◆ **PAGE EXTRACT**

= = = = =

Directors and those that work closely with them know that their experience as a director of one company is often translated into similar practices for other companies where they are a director. The upside is efficiency and rapid transfer of best practices. But it can also work the other way, with the rapid transfer of bad practices. This has been well demonstrated with a very recent US study from a corporate watchdog group that identifies corporate directors who sit on more than one board as a likely cause of the spread of backdating stock option practices. Regulators are now putting the theory to the test.
The U.S. Securities and Exchange Commission is also examining the roles of lawyers, auditors and compensation consultants.
More than 40 percent of 120 companies under government or internal scrutiny for suspicious timing of stock option awards to executives and employees had common directors, according to a study done for the Corporate Library and published last month.
That is a much higher incidence than researchers would find in a random sample.
Researchers were unable to find any other statistically significant governance link between these companies.
The study does not accuse corporate directors of wrongdoing. And none of the study’s findings definitively prove that any of the directors were responsible for disseminating the practice. If corporate directors did spread the word, they may not have known there was anything improper about the practice. In this regard it is unfortunate that a duty of care combined with incompetence has been accepted as a sound defence in litigation matters (see our Disney article).

= = = = =

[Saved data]
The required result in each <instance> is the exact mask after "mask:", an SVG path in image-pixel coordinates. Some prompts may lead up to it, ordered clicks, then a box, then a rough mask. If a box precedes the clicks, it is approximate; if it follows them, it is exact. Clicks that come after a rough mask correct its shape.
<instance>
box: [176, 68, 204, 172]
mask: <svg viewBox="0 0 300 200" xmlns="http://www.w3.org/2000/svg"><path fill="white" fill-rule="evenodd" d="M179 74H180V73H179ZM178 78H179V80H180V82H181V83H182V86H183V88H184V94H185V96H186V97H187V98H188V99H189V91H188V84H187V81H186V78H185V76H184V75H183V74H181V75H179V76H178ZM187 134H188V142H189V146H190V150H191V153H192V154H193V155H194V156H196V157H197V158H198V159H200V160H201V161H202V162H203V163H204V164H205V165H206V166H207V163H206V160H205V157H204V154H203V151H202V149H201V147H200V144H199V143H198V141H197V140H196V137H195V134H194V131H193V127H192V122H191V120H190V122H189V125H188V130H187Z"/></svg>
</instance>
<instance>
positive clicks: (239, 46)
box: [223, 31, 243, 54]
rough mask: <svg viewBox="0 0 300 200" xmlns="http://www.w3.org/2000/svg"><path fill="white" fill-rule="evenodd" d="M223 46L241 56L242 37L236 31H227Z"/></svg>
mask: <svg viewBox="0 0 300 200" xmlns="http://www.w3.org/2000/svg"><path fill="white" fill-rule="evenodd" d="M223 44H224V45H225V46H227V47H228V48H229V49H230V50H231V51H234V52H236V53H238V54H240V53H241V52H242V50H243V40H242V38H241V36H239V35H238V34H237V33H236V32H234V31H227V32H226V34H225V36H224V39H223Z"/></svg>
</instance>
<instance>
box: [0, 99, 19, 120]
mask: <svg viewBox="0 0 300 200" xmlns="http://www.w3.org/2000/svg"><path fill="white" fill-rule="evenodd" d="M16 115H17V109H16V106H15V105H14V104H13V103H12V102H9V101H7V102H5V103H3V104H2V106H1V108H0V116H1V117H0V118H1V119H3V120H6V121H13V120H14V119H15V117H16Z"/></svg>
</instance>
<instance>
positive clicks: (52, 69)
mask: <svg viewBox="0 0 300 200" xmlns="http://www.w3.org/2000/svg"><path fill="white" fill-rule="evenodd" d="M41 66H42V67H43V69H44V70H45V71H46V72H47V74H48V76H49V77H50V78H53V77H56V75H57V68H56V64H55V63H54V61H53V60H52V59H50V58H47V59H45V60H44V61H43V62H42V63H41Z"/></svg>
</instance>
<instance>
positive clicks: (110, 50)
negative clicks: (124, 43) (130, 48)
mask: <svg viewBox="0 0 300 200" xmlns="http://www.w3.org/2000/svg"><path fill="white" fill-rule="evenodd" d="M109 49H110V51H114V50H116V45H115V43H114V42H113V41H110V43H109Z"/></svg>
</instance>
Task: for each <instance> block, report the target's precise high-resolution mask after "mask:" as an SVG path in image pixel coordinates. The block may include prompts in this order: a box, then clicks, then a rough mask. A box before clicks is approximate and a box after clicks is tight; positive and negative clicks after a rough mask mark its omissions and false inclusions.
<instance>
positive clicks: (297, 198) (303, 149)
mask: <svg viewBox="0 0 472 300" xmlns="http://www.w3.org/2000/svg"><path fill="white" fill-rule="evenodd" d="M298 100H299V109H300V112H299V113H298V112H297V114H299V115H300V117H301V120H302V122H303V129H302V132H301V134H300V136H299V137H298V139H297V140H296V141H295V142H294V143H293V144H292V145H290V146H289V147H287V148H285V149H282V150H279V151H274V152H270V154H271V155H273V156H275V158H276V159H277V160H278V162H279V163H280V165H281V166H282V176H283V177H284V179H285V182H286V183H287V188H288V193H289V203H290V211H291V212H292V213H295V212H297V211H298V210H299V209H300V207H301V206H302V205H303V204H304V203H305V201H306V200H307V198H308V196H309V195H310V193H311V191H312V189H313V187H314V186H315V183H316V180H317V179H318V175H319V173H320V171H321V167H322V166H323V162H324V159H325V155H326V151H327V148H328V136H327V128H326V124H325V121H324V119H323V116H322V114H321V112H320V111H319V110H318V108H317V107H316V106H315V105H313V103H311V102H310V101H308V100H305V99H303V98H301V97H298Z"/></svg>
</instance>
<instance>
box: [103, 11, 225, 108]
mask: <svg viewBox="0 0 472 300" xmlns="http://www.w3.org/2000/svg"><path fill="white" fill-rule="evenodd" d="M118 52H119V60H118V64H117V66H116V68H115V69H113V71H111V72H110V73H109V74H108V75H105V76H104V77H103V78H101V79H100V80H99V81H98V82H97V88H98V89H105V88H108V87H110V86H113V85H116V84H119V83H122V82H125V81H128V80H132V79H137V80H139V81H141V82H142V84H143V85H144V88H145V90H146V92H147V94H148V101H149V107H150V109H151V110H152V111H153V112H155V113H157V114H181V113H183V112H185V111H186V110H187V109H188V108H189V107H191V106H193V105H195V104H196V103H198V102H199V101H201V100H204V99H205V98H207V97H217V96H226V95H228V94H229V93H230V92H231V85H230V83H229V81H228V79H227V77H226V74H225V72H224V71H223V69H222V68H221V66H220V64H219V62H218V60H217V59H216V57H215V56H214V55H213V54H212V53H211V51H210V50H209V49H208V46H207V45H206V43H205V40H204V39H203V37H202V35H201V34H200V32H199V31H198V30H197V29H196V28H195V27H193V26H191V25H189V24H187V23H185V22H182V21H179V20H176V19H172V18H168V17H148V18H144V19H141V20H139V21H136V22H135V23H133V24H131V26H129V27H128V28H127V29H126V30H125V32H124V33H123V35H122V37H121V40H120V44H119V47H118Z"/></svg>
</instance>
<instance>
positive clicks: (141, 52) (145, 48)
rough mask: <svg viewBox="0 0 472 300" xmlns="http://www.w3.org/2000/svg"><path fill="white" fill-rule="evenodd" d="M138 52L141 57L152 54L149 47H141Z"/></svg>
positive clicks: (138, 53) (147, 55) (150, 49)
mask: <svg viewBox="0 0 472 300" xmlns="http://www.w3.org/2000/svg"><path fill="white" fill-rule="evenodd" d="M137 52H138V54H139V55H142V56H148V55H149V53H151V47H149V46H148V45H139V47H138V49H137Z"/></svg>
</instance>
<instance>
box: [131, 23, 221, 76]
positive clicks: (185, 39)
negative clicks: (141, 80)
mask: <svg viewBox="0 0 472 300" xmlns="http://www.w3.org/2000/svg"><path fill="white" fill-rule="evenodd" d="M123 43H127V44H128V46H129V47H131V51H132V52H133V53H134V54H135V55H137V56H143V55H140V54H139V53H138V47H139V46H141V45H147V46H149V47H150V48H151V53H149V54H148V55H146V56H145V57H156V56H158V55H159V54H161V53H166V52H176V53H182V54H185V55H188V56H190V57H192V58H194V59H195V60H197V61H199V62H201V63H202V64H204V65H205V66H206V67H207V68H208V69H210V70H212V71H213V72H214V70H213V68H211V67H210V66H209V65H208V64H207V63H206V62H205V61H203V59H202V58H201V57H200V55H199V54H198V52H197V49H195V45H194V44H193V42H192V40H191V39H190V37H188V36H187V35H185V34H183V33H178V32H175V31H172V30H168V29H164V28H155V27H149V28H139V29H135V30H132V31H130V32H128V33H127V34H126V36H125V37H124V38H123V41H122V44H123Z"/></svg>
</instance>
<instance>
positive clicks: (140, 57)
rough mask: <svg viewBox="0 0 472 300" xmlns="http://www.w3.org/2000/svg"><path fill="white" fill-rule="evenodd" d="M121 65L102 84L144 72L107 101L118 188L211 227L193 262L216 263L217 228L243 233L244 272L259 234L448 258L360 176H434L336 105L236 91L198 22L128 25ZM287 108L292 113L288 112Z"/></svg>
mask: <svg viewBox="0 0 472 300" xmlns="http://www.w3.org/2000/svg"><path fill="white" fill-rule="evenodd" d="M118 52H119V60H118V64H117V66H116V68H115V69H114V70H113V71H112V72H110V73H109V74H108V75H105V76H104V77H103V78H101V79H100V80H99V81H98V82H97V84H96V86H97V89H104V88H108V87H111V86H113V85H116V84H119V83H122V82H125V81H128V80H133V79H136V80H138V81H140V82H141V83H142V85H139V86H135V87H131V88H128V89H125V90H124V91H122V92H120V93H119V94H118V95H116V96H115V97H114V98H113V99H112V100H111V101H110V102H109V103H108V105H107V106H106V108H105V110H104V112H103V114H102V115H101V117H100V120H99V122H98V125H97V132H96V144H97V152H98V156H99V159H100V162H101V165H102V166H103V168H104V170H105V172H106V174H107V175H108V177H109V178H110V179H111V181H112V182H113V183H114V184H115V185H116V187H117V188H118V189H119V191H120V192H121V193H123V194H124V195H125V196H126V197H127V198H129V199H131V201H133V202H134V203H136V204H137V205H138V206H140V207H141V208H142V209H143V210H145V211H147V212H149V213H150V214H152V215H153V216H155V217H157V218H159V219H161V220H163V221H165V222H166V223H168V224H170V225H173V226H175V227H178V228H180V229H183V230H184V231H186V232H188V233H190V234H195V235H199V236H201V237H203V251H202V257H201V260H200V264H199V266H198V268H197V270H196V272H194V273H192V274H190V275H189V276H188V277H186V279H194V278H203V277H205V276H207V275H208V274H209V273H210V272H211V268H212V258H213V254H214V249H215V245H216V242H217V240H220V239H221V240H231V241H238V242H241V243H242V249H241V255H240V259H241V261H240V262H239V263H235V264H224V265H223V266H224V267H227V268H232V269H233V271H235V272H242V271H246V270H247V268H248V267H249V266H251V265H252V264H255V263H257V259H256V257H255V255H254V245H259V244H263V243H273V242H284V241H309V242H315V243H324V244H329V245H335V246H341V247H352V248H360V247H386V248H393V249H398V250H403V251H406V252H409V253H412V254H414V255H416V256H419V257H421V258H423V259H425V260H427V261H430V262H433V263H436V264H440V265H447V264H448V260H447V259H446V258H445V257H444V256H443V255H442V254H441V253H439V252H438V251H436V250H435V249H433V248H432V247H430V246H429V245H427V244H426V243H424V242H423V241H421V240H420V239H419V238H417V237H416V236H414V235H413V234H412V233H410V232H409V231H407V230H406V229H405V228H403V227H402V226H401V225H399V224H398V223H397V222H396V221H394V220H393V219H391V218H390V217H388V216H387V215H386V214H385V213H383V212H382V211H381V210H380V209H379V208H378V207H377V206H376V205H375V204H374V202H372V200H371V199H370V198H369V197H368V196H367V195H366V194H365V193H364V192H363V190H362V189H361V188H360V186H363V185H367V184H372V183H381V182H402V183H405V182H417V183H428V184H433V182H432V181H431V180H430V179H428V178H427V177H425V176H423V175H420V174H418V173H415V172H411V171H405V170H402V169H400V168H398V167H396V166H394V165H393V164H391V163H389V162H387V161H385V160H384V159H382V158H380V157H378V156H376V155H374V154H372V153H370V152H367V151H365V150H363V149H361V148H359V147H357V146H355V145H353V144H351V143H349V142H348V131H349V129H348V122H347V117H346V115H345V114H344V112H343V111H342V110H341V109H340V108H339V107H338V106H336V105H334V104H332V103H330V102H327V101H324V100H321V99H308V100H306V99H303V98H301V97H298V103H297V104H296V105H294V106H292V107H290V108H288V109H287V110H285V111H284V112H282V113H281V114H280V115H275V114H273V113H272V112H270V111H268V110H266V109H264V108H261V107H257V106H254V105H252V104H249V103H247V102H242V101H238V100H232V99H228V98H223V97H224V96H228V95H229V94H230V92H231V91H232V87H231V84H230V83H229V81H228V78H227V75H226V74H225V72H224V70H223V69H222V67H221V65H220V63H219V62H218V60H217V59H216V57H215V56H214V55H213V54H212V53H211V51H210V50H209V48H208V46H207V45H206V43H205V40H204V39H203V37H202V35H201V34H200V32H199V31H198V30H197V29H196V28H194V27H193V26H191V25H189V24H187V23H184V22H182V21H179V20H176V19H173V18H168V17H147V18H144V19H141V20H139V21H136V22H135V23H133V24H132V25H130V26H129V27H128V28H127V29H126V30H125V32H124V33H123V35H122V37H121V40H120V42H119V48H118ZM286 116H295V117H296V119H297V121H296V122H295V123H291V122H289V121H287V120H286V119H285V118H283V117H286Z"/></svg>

= = = = =

◆ **TASK INSTRUCTIONS**
Can you pick up the piece on board directors and stock option backdating after its final sentence and carry it on? These records come from a different source than the text.

◆ **TASK ANSWER**
But the study raises red flags about the role of corporate directors in the swelling stock-options scandal, which has cast suspicion on corporate directors for either knowing about the practice or falling asleep at the wheel.
The Corporate Library also explored the connections between Silicon Valley’s pre-eminent law firm, Wilson, Sonsini, Goodrich & Rosati, and companies embroiled in the scandal. A number of the firm’s senior partners, including Larry Sonsini, wore multiple hats at companies that are under scrutiny, the study found. The law firm maintains that its connection to companies under investigation is simply due to its dominant share of the technology legal market.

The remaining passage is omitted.